■ PASSAGE FOR REVIEW ■
Macron to address the nation as France’s cases appear to plateau.

President Emmanuel Macron is expected to extend France’s lockdown in a televised address on Monday evening, as the country nears 100,000 total cases and 15,000 deaths.

His office has confirmed that the national lockdown, currently in its fourth week, will be extended past its April 15 deadline. But officials have not given details on its new duration or any potential new limitations.

A weekslong extension — or even another month of lockdown — is widely expected, putting further stress on the French economy and society as patience grows thin around the country, from poor urban suburbs to disgruntled countryside communities.

The toll of the virus in France appears to have reached a plateau. With the number of patients in intensive care continuing to decrease below 7,000, one top health official said it was a “pale ray of sun” amid the gloom. The number of deaths has also been rising at a slower pace.

But the authorities say it is too early to know whether the unprecedented strain on France’s vaunted health system is easing. And the outbreak may be far from over.

The Charles de Gaulle, France’s flagship aircraft carrier, berthed in Toulon, its home port on the Mediterranean coast, on Sunday after 50 crew members onboard tested positive for Covid-19. The French Navy now plans to disembark and test nearly 2,000 sailors and isolate them for two weeks. It is unclear how the ship’s outbreak started.

Hokkaido, a major Japanese island, declared a state of emergency for a second time.

In an example of how initial successes of a social distancing campaign can fade once restrictions are relaxed, Hokkaido, Japan’s northernmost island, declared a state of emergency for a second time on Sunday and called on residents to stay at home for all but the most essential outings.

■ WHAT IS EXPECTED ■
Write out the portion of the article on France's lockdown between "A weekslong extension" and "disgruntled countryside communities.", inclusive. The records that follow were drawn from a separate source and bear no relation to the article.

■ DATA EXTRACTS ■
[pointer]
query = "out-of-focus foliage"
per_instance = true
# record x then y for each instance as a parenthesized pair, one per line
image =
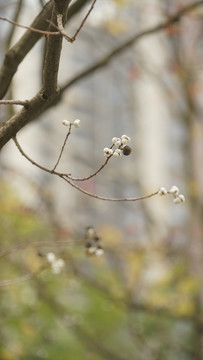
(110, 307)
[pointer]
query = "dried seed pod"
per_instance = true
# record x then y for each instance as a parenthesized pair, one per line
(127, 150)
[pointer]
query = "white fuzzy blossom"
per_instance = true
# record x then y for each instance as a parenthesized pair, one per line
(108, 152)
(91, 250)
(76, 123)
(125, 139)
(99, 252)
(56, 264)
(116, 141)
(178, 199)
(162, 191)
(66, 122)
(51, 257)
(117, 153)
(174, 190)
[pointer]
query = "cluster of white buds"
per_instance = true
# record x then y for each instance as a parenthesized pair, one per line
(178, 198)
(75, 123)
(56, 263)
(92, 242)
(122, 148)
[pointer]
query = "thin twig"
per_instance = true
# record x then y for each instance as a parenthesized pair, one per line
(43, 32)
(63, 146)
(82, 23)
(107, 198)
(64, 177)
(25, 245)
(89, 176)
(17, 280)
(60, 26)
(14, 102)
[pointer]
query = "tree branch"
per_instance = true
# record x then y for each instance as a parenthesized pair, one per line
(16, 54)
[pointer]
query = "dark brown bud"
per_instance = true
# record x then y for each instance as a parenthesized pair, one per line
(127, 150)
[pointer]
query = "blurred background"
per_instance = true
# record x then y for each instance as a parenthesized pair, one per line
(142, 299)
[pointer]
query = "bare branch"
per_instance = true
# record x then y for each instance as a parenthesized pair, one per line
(42, 32)
(16, 54)
(14, 102)
(63, 146)
(82, 23)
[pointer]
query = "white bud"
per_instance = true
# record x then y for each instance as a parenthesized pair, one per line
(125, 139)
(116, 141)
(91, 250)
(174, 190)
(182, 198)
(76, 123)
(51, 257)
(107, 152)
(99, 252)
(66, 122)
(162, 191)
(57, 266)
(179, 199)
(117, 153)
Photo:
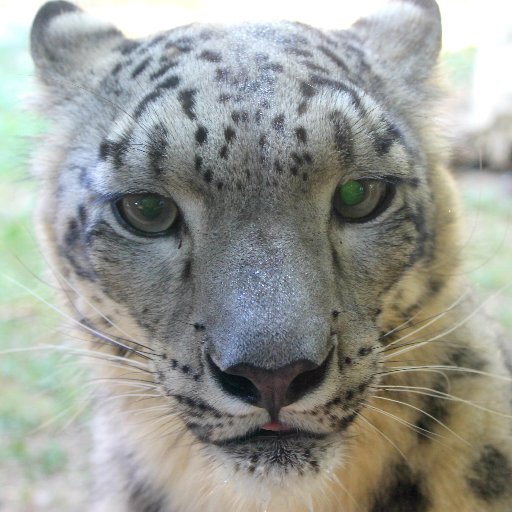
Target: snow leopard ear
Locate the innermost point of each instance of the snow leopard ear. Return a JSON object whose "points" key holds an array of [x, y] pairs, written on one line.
{"points": [[66, 42], [405, 37]]}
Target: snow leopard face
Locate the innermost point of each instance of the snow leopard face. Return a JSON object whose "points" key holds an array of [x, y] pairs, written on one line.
{"points": [[257, 206]]}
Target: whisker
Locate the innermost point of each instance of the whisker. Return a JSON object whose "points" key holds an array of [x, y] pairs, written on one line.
{"points": [[447, 396], [73, 320], [439, 422]]}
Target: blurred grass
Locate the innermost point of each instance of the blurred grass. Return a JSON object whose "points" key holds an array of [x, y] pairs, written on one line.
{"points": [[38, 466], [35, 385]]}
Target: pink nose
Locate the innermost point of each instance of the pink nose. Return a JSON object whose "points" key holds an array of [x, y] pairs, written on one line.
{"points": [[271, 389]]}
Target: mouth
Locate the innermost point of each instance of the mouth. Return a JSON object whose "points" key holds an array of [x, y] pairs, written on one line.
{"points": [[271, 433]]}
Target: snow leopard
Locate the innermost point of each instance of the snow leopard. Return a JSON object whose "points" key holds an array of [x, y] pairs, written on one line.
{"points": [[258, 241]]}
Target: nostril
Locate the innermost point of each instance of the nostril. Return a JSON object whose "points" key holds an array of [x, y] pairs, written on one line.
{"points": [[235, 385]]}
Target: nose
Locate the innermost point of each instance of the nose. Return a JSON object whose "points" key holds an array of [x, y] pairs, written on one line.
{"points": [[271, 389]]}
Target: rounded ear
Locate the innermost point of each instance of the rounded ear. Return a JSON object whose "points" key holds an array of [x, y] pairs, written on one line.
{"points": [[405, 36], [65, 41]]}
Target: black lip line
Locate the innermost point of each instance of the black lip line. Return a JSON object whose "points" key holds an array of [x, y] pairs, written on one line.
{"points": [[268, 435]]}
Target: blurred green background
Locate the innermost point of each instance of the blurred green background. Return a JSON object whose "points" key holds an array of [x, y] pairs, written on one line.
{"points": [[43, 439]]}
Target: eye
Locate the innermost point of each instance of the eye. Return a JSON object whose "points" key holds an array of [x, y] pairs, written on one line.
{"points": [[362, 200], [147, 214]]}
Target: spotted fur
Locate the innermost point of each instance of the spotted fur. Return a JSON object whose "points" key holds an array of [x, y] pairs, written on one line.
{"points": [[397, 394]]}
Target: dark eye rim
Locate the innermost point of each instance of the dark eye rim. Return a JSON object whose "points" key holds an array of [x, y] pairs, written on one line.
{"points": [[117, 209], [382, 205]]}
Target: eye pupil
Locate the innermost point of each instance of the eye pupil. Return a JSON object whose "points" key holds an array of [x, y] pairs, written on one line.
{"points": [[147, 214], [149, 207], [352, 192]]}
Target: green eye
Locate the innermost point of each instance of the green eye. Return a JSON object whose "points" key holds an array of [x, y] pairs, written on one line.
{"points": [[352, 192], [148, 214], [362, 200]]}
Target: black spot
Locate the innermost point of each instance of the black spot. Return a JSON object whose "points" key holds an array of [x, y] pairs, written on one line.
{"points": [[278, 167], [210, 56], [343, 139], [222, 74], [297, 159], [117, 68], [82, 214], [72, 233], [187, 270], [223, 153], [403, 495], [141, 67], [258, 115], [302, 108], [491, 475], [383, 142], [278, 123], [201, 135], [302, 135], [208, 176], [128, 46], [364, 351], [156, 150], [187, 100], [105, 149], [344, 422], [169, 83], [224, 98], [307, 90], [229, 134]]}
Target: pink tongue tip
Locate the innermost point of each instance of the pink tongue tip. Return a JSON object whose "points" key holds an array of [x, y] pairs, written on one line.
{"points": [[275, 426]]}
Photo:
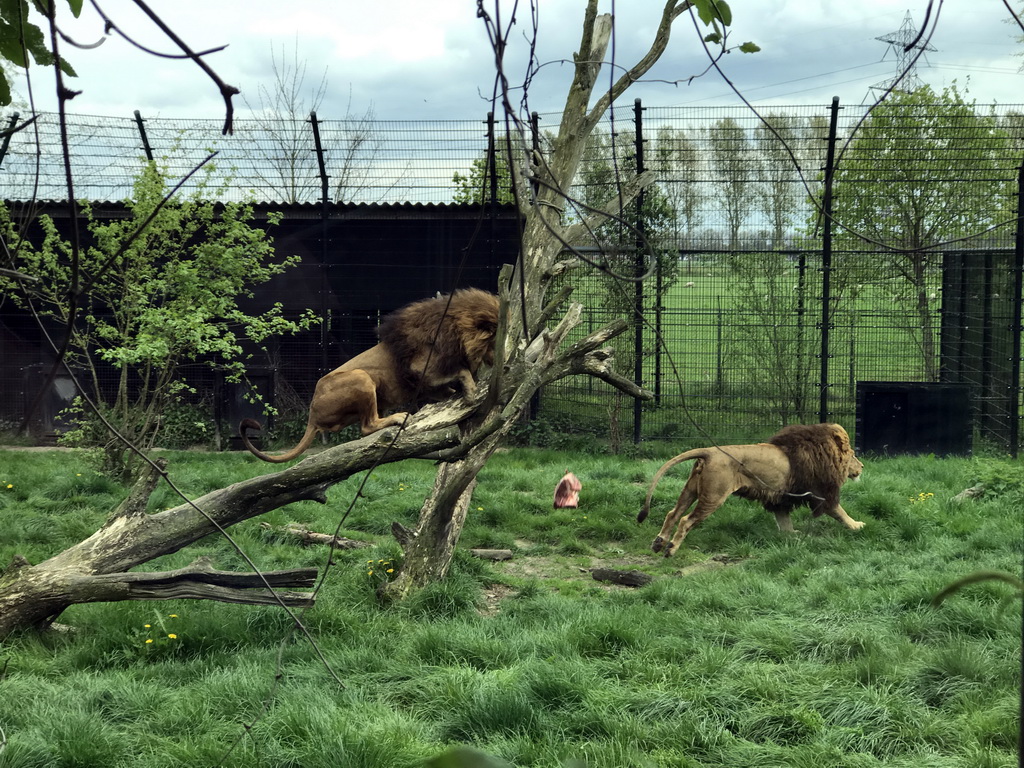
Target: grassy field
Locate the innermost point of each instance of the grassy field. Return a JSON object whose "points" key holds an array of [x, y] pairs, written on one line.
{"points": [[749, 648]]}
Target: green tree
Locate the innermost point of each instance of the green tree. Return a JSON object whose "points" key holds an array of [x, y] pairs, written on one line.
{"points": [[151, 305], [733, 161], [605, 160], [779, 181], [474, 186], [23, 42], [924, 171], [677, 159]]}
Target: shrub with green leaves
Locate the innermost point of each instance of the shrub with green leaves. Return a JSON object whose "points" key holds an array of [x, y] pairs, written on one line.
{"points": [[150, 294]]}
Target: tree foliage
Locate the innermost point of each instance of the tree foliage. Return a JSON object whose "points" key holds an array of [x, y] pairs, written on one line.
{"points": [[922, 175], [22, 42], [148, 306], [474, 186]]}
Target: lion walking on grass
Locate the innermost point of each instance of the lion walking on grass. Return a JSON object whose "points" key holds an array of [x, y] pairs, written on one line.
{"points": [[802, 464]]}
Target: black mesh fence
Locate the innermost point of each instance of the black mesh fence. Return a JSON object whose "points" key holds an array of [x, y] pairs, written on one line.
{"points": [[758, 313], [768, 301], [267, 160]]}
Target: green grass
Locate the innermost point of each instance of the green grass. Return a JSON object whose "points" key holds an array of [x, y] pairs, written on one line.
{"points": [[819, 649]]}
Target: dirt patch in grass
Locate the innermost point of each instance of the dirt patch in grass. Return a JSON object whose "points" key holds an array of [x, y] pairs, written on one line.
{"points": [[553, 570]]}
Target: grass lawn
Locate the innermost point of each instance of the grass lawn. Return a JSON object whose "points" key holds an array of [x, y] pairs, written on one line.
{"points": [[750, 647]]}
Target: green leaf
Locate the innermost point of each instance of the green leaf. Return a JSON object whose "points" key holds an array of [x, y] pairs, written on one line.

■ SOLUTION ■
A weekslong extension — or even another month of lockdown — is widely expected, putting further stress on the French economy and society as patience grows thin around the country, from poor urban suburbs to disgruntled countryside communities.